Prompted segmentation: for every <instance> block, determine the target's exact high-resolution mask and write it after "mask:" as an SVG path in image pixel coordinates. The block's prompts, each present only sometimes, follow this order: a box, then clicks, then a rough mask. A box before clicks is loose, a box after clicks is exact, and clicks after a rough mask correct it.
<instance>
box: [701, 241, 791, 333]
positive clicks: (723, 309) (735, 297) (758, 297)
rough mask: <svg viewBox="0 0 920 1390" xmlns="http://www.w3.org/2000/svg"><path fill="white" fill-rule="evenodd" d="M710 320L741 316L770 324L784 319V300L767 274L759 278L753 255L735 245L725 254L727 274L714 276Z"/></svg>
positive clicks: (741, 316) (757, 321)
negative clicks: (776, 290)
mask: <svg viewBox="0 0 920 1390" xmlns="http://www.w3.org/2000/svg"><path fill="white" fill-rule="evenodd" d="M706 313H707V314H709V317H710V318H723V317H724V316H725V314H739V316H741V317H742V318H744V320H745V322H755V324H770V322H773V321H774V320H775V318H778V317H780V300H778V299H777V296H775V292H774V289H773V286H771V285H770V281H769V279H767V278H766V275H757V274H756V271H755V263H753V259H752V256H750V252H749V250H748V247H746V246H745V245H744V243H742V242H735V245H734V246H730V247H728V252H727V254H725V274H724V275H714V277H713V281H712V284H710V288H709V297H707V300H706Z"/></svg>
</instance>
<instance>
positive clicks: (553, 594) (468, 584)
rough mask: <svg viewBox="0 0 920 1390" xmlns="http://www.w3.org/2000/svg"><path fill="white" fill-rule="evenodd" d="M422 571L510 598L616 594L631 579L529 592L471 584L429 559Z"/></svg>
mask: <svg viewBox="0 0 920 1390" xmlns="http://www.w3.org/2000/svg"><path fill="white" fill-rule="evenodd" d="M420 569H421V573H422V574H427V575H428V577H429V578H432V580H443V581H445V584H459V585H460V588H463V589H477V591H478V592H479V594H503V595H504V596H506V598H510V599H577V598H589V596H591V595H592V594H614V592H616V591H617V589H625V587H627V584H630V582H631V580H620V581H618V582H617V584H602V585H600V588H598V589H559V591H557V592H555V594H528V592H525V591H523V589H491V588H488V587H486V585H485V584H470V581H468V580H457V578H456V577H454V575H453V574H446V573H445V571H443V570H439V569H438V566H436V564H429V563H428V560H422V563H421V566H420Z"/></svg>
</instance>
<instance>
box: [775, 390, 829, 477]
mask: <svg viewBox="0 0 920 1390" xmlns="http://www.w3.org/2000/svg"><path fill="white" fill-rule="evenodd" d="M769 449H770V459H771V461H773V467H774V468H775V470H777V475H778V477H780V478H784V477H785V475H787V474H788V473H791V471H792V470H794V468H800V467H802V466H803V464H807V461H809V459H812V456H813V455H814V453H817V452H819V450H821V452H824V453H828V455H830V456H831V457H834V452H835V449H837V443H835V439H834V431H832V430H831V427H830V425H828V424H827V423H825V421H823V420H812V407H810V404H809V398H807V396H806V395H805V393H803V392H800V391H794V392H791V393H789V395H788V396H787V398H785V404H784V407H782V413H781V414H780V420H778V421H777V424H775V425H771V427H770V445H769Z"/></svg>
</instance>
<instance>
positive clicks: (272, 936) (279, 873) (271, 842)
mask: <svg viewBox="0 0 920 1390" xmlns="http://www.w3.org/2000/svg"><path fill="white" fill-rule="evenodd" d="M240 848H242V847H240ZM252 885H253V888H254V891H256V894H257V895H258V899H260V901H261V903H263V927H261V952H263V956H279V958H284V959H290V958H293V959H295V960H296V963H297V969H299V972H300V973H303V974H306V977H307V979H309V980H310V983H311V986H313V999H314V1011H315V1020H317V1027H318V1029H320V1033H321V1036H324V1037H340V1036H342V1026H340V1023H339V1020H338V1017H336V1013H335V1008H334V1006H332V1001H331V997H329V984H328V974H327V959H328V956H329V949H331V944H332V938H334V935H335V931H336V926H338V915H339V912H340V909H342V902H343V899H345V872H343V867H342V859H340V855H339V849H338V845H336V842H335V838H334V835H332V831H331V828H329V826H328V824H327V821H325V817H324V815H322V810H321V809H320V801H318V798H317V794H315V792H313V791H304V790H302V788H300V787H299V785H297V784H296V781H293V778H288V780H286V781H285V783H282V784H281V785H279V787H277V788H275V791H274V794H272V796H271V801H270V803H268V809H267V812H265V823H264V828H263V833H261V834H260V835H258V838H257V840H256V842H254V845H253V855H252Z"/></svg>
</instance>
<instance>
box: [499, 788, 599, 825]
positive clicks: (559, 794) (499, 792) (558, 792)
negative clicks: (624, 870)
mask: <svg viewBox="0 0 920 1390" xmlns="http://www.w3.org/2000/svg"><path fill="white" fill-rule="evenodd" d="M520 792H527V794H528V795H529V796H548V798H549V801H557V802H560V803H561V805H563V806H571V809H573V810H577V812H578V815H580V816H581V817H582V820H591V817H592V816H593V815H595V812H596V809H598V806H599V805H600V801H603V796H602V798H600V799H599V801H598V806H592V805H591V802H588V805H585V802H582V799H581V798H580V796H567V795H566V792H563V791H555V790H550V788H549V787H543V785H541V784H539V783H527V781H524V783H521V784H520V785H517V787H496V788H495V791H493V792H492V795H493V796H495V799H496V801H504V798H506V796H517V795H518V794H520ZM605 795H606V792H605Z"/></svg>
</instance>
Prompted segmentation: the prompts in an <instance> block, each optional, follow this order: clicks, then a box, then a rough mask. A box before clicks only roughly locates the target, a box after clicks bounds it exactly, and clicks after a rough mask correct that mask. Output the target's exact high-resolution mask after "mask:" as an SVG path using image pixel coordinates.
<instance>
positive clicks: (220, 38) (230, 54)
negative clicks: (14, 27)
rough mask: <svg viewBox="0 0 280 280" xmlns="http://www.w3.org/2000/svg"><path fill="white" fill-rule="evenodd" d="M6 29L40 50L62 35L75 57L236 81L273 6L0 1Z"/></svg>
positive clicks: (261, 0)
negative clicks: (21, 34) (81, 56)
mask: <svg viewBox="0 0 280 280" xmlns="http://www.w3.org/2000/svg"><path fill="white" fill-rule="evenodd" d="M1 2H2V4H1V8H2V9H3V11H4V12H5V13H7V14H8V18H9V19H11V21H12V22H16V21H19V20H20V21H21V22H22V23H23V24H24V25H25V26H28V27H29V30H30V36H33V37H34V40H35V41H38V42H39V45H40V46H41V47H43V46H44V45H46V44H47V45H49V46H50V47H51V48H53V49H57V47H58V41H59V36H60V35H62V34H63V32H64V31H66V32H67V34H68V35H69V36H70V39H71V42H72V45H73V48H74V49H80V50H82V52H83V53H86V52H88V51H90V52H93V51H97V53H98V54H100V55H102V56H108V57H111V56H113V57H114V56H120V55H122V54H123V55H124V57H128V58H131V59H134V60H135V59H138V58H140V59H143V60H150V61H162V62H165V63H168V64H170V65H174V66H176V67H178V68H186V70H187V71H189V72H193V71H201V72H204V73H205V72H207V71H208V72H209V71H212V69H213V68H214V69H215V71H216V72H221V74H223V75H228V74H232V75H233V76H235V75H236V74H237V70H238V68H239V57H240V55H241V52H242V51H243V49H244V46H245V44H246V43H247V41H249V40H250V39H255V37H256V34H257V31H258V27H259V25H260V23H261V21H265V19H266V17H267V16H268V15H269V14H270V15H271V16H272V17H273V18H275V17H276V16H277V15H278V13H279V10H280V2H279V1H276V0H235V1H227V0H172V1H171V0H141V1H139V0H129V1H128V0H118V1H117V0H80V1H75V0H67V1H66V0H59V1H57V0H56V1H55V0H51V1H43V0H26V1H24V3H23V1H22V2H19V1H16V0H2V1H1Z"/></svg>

* * *

**JOB ITEM**
Put the records above into a Markdown table with the columns "Row" and "Line". Give each nonblank line its own row and number the rows in order.

**EXERCISE SOLUTION**
| Row | Line |
|---|---|
| 1 | Prompted segmentation: for every <instance> block, determine the target's exact high-resolution mask and write it after "mask:" as an SVG path in image pixel coordinates. The block's prompts, each present only sometimes, follow this order: a box, then clicks, then a rough mask. A box before clicks is loose, a box after clicks is exact, and clicks after a rough mask correct it. |
| 2 | <instance> |
| 3 | box: [701, 241, 791, 333] |
| 4 | positive clicks: (723, 309) (735, 297) (758, 297) |
| 5 | rough mask: <svg viewBox="0 0 920 1390" xmlns="http://www.w3.org/2000/svg"><path fill="white" fill-rule="evenodd" d="M710 320L741 316L770 324L784 319V300L767 274L759 278L753 255L735 245L725 254L727 274L714 276Z"/></svg> |
| 6 | positive clicks: (741, 316) (757, 321) |
| 7 | negative clicks: (776, 290) |
| 8 | mask: <svg viewBox="0 0 920 1390" xmlns="http://www.w3.org/2000/svg"><path fill="white" fill-rule="evenodd" d="M706 313H707V314H709V317H710V318H723V317H724V316H725V314H739V316H741V317H742V318H744V320H745V322H755V324H770V322H773V321H774V320H775V318H778V317H780V300H778V299H777V296H775V292H774V289H773V286H771V285H770V281H769V279H767V278H766V275H757V274H756V271H755V263H753V259H752V256H750V252H749V250H748V247H746V246H745V245H744V243H742V242H735V245H734V246H730V247H728V252H727V254H725V274H724V275H714V277H713V281H712V284H710V288H709V297H707V300H706Z"/></svg> |
| 9 | </instance> |
| 10 | <instance> |
| 11 | positive clicks: (553, 594) (468, 584) |
| 12 | rough mask: <svg viewBox="0 0 920 1390" xmlns="http://www.w3.org/2000/svg"><path fill="white" fill-rule="evenodd" d="M422 571L510 598L616 594L631 579L529 592L471 584L429 559Z"/></svg> |
| 13 | mask: <svg viewBox="0 0 920 1390" xmlns="http://www.w3.org/2000/svg"><path fill="white" fill-rule="evenodd" d="M420 569H421V573H422V574H427V575H428V577H429V578H432V580H443V581H445V584H459V585H460V588H463V589H477V591H478V592H479V594H503V595H504V596H506V598H510V599H577V598H589V596H591V595H592V594H614V592H616V591H617V589H625V587H627V584H630V582H631V580H620V581H618V582H617V584H602V585H600V588H598V589H559V591H557V592H555V594H528V592H525V591H523V589H491V588H488V587H486V585H485V584H470V581H468V580H457V578H456V577H454V575H453V574H446V573H445V571H443V570H439V569H438V566H436V564H429V563H428V560H422V563H421V566H420Z"/></svg> |
| 14 | </instance> |
| 15 | <instance> |
| 16 | box: [775, 390, 829, 477] |
| 17 | mask: <svg viewBox="0 0 920 1390" xmlns="http://www.w3.org/2000/svg"><path fill="white" fill-rule="evenodd" d="M769 449H770V459H771V461H773V467H774V468H775V470H777V475H778V477H780V478H784V477H785V475H787V474H788V473H791V471H792V470H794V468H800V467H802V466H803V464H807V461H809V459H812V456H813V455H814V453H817V452H819V450H821V452H824V453H828V455H830V456H831V457H834V452H835V449H837V443H835V439H834V431H832V430H831V427H830V425H828V424H827V423H825V421H823V420H812V407H810V404H809V398H807V396H806V395H805V393H803V392H800V391H794V392H791V393H789V395H788V396H787V398H785V404H784V407H782V413H781V414H780V420H778V421H777V424H775V425H771V427H770V445H769Z"/></svg> |
| 18 | </instance> |
| 19 | <instance> |
| 20 | positive clicks: (272, 936) (279, 873) (271, 842) |
| 21 | mask: <svg viewBox="0 0 920 1390" xmlns="http://www.w3.org/2000/svg"><path fill="white" fill-rule="evenodd" d="M240 848H242V847H240ZM252 885H253V888H254V891H256V894H257V895H258V899H260V901H261V903H263V927H261V952H263V956H279V958H284V959H290V958H293V959H295V960H296V963H297V969H299V972H300V973H303V974H306V977H307V979H309V980H310V983H311V986H313V999H314V1011H315V1020H317V1027H318V1029H320V1033H321V1036H324V1037H340V1036H342V1026H340V1023H339V1020H338V1017H336V1013H335V1008H334V1006H332V1001H331V997H329V984H328V974H327V959H328V956H329V949H331V944H332V938H334V935H335V931H336V926H338V915H339V912H340V909H342V902H343V899H345V872H343V867H342V859H340V855H339V849H338V845H336V842H335V838H334V835H332V831H331V828H329V826H328V824H327V821H325V817H324V815H322V810H321V809H320V801H318V798H317V794H315V792H313V791H304V790H302V788H300V787H299V785H297V784H296V781H293V778H288V780H286V781H285V783H282V784H281V785H279V787H277V788H275V791H274V794H272V796H271V801H270V803H268V809H267V812H265V823H264V828H263V833H261V834H260V835H258V838H257V840H256V842H254V845H253V855H252Z"/></svg> |
| 22 | </instance> |
| 23 | <instance> |
| 24 | box: [499, 788, 599, 825] |
| 25 | positive clicks: (559, 794) (499, 792) (558, 792) |
| 26 | negative clicks: (624, 870) |
| 27 | mask: <svg viewBox="0 0 920 1390" xmlns="http://www.w3.org/2000/svg"><path fill="white" fill-rule="evenodd" d="M520 792H527V794H528V795H529V796H548V798H549V801H557V802H560V803H561V805H563V806H571V809H573V810H577V812H578V815H580V816H581V817H582V820H591V817H592V816H593V815H595V812H596V809H598V806H599V805H600V801H603V796H602V798H600V799H599V801H598V806H592V805H591V802H588V805H585V802H582V799H581V798H580V796H567V795H566V792H563V791H555V790H550V788H549V787H543V785H541V784H539V783H527V781H524V783H521V784H520V785H517V787H496V788H495V791H493V792H492V795H493V796H495V799H496V801H504V798H506V796H517V795H518V794H520ZM605 795H606V792H605Z"/></svg> |
| 28 | </instance> |
| 29 | Prompted segmentation: the prompts in an <instance> block, each optional, follow this order: clicks, then a box, then a rough mask. A box before clicks only roughly locates the target, a box after clicks bounds it exactly, and clicks after a rough mask correct that mask. Output the target's exact high-resolution mask after "mask:" as an SVG path using image pixel coordinates. |
| 30 | <instance> |
| 31 | positive clicks: (220, 38) (230, 54) |
| 32 | negative clicks: (14, 27) |
| 33 | rough mask: <svg viewBox="0 0 280 280" xmlns="http://www.w3.org/2000/svg"><path fill="white" fill-rule="evenodd" d="M6 29L40 50L62 35L75 57L236 81L273 6L0 1Z"/></svg> |
| 34 | positive clicks: (261, 0) |
| 35 | negative clicks: (21, 34) (81, 56) |
| 36 | mask: <svg viewBox="0 0 280 280" xmlns="http://www.w3.org/2000/svg"><path fill="white" fill-rule="evenodd" d="M1 2H2V4H1V8H2V9H3V11H4V12H5V13H7V14H8V18H9V19H11V21H12V22H16V21H19V20H20V21H21V22H22V23H23V24H24V25H25V26H28V27H29V30H30V36H33V37H34V40H35V41H38V42H39V45H40V46H41V47H43V46H44V45H46V44H47V45H49V46H50V47H51V48H53V49H57V47H58V41H59V36H60V35H62V34H63V32H64V31H66V32H67V34H68V35H69V36H70V39H71V42H72V45H73V48H74V49H80V50H82V52H83V53H86V52H88V51H90V52H93V51H97V53H98V54H100V55H102V56H108V57H111V56H113V57H114V56H120V55H122V54H123V55H124V57H128V58H131V59H134V60H135V59H138V58H140V59H143V60H150V61H162V62H165V63H168V64H170V65H174V66H176V67H178V68H186V70H187V71H189V72H193V71H201V72H204V73H205V72H207V71H208V72H209V71H212V69H213V68H214V69H215V71H216V72H221V74H223V75H228V74H232V75H233V76H235V75H236V74H237V70H238V68H239V57H240V55H241V52H242V51H243V49H244V46H245V44H246V43H247V41H249V40H250V39H255V37H256V34H257V31H258V27H259V25H260V23H261V21H265V19H266V17H267V16H268V15H269V14H270V15H271V16H272V17H273V18H275V17H276V16H277V15H278V13H279V10H280V2H279V1H276V0H235V1H227V0H172V1H171V0H141V1H139V0H129V1H128V0H118V1H117V0H80V1H75V0H67V1H66V0H59V1H57V0H56V1H55V0H51V1H43V0H26V1H24V3H23V1H22V2H19V1H16V0H2V1H1Z"/></svg> |